## Reading text
=== Begin Enclosure ===
It seems like a rescue would be a better idea for your family right now. You could wait til summertime to get a puppy when she will be home for the beginning of housebreaking. The puppy would then be 5-6 months old by then with better bladder and bowel control. A dog walker could then do the late morning/lunch time bathroom break.

Good luck in your search.
 

·
Wyatt Earp
Joined
·
3,595 Posts
Personally both your schedules will work out well for a puppy. If she gets the summer off that is plenty of time for house breaking etc. That is if the timing is right for the pup. If you go the rescue route, just remember that all the ones that age go quickly and it is pretty tough to find one that age. At least it was in our experience. Especially one that they know the history. I know of at least one of the rescues in my area does kennel their dogs.
I would set up interviews with with a couple of rescues and also talk to the breeders in your area to get a good idea of what is available. Good luck!
=== End Enclosure ===
## Exercises
1 - Answer these questions from the forum thread about choosing between a puppy and a rescue dog:
(a) How old would the puppy be by summertime, according to the first reply?
(b) Who could handle the late morning/lunch time bathroom break?
(c) Besides talking to breeders, what does the second reply suggest setting up?
2 - Write a continuation of the forum thread about choosing between a puppy and a rescue dog, picking up where it stops.

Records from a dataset
=== Begin Enclosure ===
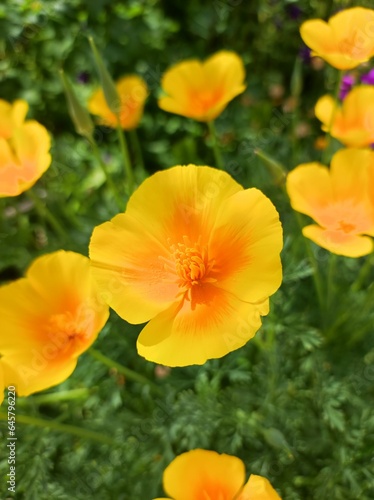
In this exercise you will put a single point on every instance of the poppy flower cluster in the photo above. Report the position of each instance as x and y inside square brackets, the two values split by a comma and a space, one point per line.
[132, 91]
[208, 475]
[345, 41]
[195, 255]
[48, 319]
[339, 199]
[24, 149]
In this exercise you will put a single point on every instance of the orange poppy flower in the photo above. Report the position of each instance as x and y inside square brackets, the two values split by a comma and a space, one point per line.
=== End Enclosure ===
## Answers to each task
1 -
(a) 5-6 months old
(b) A dog walker
(c) Interviews with a couple of rescues

2 -
 

·
Dakota Katie River's Mom
Joined
·
1,684 Posts
Sean,
I am a teacher and have had dogs all my life, but I just added another dog to our family and it was a rescue. I LOVE puppies, I'm a show breeder of a toy breed, so yes, there are puppies here once or twice a year, (though not in the last couple of years). I chose not to get a Golden puppy because of the time involved in housebreaking (And I have two teenagers here, one in high school who has basically a half day schedule and one in college who is home most of the day). Also because of the destructive months ahead with a puppy, chewing anything and everything in sight, biting hands, jumping up, teaching manners, etc.. Not to mention getting up in the middle of the night to put a puppy out because it is now finally whining that it needs to go... I'm sure all these things are bringing back memories to you.

If your girlfriend has never raised a puppy and your job requires you to be gone quite a bit, then I would go with the rescue. A rescue is a good way to learn about living with a dog and the love a dog can bring and give to you. In a couple of years maybe a puppy right before summer would fit better.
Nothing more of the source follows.